Stored items:

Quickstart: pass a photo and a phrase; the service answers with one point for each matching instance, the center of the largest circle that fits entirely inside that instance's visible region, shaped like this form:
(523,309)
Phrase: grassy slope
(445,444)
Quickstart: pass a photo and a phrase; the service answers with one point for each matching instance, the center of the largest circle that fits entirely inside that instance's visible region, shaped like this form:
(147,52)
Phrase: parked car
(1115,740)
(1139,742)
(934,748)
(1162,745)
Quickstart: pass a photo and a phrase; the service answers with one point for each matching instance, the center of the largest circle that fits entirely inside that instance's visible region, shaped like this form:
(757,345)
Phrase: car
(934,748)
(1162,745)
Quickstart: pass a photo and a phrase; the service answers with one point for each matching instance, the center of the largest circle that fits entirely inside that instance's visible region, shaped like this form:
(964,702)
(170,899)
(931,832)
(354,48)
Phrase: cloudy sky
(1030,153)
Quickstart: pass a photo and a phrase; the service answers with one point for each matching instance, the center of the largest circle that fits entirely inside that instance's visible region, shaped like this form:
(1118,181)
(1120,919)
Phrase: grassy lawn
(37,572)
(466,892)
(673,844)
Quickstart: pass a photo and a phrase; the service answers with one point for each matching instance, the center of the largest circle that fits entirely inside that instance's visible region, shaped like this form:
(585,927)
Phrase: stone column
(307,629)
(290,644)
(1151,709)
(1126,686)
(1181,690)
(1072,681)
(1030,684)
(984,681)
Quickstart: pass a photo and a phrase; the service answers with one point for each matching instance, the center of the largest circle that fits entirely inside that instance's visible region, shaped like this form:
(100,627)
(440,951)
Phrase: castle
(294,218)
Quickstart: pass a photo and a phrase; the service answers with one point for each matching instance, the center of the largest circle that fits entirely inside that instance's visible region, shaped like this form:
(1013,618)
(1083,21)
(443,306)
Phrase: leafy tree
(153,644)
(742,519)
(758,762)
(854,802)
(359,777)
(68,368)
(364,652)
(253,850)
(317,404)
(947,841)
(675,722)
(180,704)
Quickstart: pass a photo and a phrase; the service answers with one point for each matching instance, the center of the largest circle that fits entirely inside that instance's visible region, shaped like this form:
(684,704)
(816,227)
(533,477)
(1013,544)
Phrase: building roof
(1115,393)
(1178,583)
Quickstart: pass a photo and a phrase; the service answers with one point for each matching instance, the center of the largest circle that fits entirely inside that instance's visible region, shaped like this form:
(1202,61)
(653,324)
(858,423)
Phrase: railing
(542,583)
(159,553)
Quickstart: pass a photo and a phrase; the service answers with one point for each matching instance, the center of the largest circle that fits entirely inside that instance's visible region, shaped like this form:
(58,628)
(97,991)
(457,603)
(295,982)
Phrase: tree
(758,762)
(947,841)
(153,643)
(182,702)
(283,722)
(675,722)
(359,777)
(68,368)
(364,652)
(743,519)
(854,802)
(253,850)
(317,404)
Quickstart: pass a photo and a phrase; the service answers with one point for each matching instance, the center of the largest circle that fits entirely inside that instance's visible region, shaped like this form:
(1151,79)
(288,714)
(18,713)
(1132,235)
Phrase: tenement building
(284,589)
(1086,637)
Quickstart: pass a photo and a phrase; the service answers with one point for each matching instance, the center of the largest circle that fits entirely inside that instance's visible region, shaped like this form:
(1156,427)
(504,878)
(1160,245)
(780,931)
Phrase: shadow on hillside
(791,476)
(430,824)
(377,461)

Work to be completed: Every line of the data above is to be repeated exactly.

Answer to the problem:
Quickstart: pass a photo and a phrase; the service answers with one point for each matching instance, the center of the largest circle that fits entirely inside that instance's visible region, shaped like this form:
(523,309)
Phrase: grassy slope
(445,444)
Quickstart: pass a photo and a phrase; the service answers with one point for each matching instance, the center of the largest circle that fits entirely inside that instance's visible region, shaped like this form:
(147,52)
Phrase: parked car
(1115,740)
(1139,742)
(934,748)
(1162,745)
Quickstart: pass a photo and a phrase; the service answers with one point for each matching instance, the center of the largest circle that fits entirely inside that instance's visible region, shaped like this form:
(757,345)
Phrase: car
(934,748)
(1162,745)
Quickstart: pass a photo and a phrase; the service answers with one point for each matching instance, the center of the largest circle that fits entirely inside that instance's visible region, shaped like this form:
(964,702)
(170,899)
(931,832)
(354,48)
Phrase: cloudy sky
(1030,153)
Quickstart: pass a photo and a phrase; the service answers with one point for each matching instance, the center of the largest circle that fits entirely inside that instance's visible region, shaped like this form:
(1118,181)
(1120,919)
Phrase: grassy lawn
(37,572)
(466,892)
(673,844)
Quickstart: pass a photo and a phrase; the service answers with one point for each matching instance, the center of the largest circle that fits entirely inside that instance's visible region, shaped like this form:
(585,927)
Phrase: stone column
(307,629)
(290,644)
(1151,709)
(1126,686)
(1181,690)
(1072,681)
(1030,684)
(984,681)
Quickstart: pass a photo and a phrase; the service answers with one point for each matching instance, the center of the largest circle that fits entirely inside that instance's visible region, shaped like this form:
(100,627)
(440,951)
Phrase: castle
(294,218)
Quickstart: pass a photo and a phrase; the service answers with one point for each matching instance, the center of the largest circle that fits entirely inside that instance's visible region, shaped like this form:
(1013,618)
(1083,21)
(443,306)
Phrase: leafy tree
(153,644)
(742,519)
(758,762)
(854,802)
(359,777)
(68,368)
(364,652)
(253,850)
(317,404)
(947,841)
(675,722)
(180,704)
Quickstart: pass a photo and a phrase; the service answers with one point for each matching instance, the center of the largest circle that fits entirely inside that instance's visible region, shaped like this form:
(684,704)
(816,227)
(533,477)
(1013,544)
Phrase: building roof
(1115,393)
(1178,583)
Quickstart: pass a photo and a phrase; the service answers with one point for each matching instance, the center of the largest circle that fits entirely inside that instance's visible region, shaped like this form:
(1202,61)
(653,324)
(858,423)
Phrase: railing
(542,583)
(159,553)
Quickstart: pass a photo and a phrase; the service answers with one point for each matching instance, the center of the largest circle that fits entirely inside that instance's visible region, shaped like this form:
(58,628)
(97,991)
(457,603)
(295,982)
Phrase: tree
(758,762)
(947,841)
(153,643)
(182,702)
(283,722)
(675,722)
(359,777)
(68,368)
(364,652)
(743,519)
(854,802)
(253,850)
(317,404)
Quickstart: pass a photo and a phrase; the service answers with one point for each matching instance, the center of the largest circle that fits entirely inside that instance's visible region, shaped like this form:
(1151,79)
(288,714)
(18,713)
(1132,235)
Phrase: tenement building
(284,589)
(1086,637)
Quickstart: pass a photo and a phrase; the service answers with one point for each matching instance, the center of the largest circle that fits entirely inside that instance's visible region, shaped like this form:
(1156,427)
(504,878)
(1160,245)
(780,931)
Phrase: shadow on hillside
(791,476)
(430,824)
(377,461)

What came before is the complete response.